[PREGUNTAS]
(a) Traduce al inglés, por favor, esta oración del texto sobre Alberto Caeiro: «Porque soy del tamaño de lo que veo, y no del tamaño de mi altura.»
(b) Prosigue el texto sobre el nacimiento de Alberto Caeiro a partir de su última frase.

[PASAJE APORTADO]

**********

La noche en que nació Alberto Caeiro, 8 de marzo de 1914

Tuviste un solo amigo, un espejo mellizo en el que reflejarte: Mário de Sá-Carneiro, el escritor frenético, el suicida precoz, el simbolista.

Por Miguel Ángel Manzanas
domingo 29 de mayo de 2016, 08:01h

Fueron tantas las tardes de rutina bibliófila, fueron tantas las noches de picadura triste y aguardiente a la sombra confusa del Chiado, allí en A Brasileira; tu sombrero británico y tu amor por Ofélia recorriendo las calles de la blanca Lisboa. Tu fama de misántropo absoluto, de raro entre de los raros y de anónimo no era acaso veraz: siempre fuiste un remedo de arcoíris, una flecha visible, una voz empeñada en renovar la pobre balaustrada en la que reposaban las manos de tu Lengua. Pero faltaba algo, un vuelco a la tetera de la idea, un impulso postrero que te alzase al templo cenital de la poesía; faltaba el magisterio, faltaba la presencia.

Porque soy del tamaño de lo que veo, y no del tamaño de mi altura.

Tuviste un solo amigo, un espejo mellizo en el que reflejarte: Mário de Sá-Carneiro, el escritor frenético, el suicida precoz, el simbolista. Y a Mário le dijiste: probemos a inventar, creemos un poeta nacido de la nada, bucólico y genial, ambiguo y arquetípico. Era apenas un ocio, un pasatiempo, y se pasó la fiebre. Pero momentos antes de abandonar el juego, poco antes de afrontar por vez enésima la pirámide gris de lo real, el mar se iluminó, el verbo se hizo carne: fue una noche de brisa, una noche de viernes, una noche de marzo. De repente, de pie, frente a una mesa alta, tu pluma te movió, comenzó a pergeñar narcóticas promesas: más de treinta poemas descubrieron la luz, nacieron en un éxtasis. Fue tu noche triunfal, el momento más grande de tu vida. Una experiencia eterna, repetible jamás.

No sé qué es conocerme. No veo hacia dentro.

No creo que yo exista por detrás de mí.

**********

Datos recopilados
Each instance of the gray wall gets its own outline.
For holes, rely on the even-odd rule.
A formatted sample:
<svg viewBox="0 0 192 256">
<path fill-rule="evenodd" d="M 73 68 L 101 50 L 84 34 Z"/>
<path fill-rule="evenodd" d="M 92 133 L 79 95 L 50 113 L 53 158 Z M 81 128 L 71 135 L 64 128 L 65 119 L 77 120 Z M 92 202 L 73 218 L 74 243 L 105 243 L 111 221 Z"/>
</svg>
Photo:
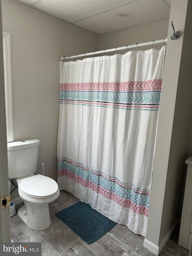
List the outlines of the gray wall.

**********

[RESULTADOS POR TAREA]
(a) Because I am the size of what I see, and not the size of my height.

(b)
Así nació el maestro una noche de marzo, nació Alberto Caeiro, el gran profeta zen sin pretenderlo, el paganismo puro, el padre de los otros: de Fernando Pessoa, su creador, que compuso su hermosa Chuva Oblíqua en esa misma noche, y de Ricardo Reis, ese médico estoico que se encontró a sí mismo en la voz reposada del maestro. Y de Álvaro de Campos, cómo no, el más exagerado de los hombres, el ingeniero tenso y desgarrado que descubrió el calmante de su tedio en los versos sencillos del Guardador de rebaños. Rubio, de ojos azules, tuberculoso y frágil: así nació Caeiro, el sol del heterónimo.

Todo lo que vemos, debemos verlo siempre por primera vez, pues realmente es la primera vez que lo vemos.

Y te fuiste a dormir con una paz naciente, con una sed de nada, con el ego cubierto. Un último cigarro y a dormir, a descansar un poco, que mañana ya habrá que retomar la pírrica oficina, la traducción neutral, el café indecoroso. Pero esta noche no, esta noche no habrá sudor ni duelo, esta noche no habrá siquiera que pensar, pues pensar es estar enfermo de los ojos. Que por mucho que insistan los filósofos, por más que nos pretendan conquistar con sesudas teorías, ya lo dijo Caeiro: que existe suficiente metafísica en no pensar en nada.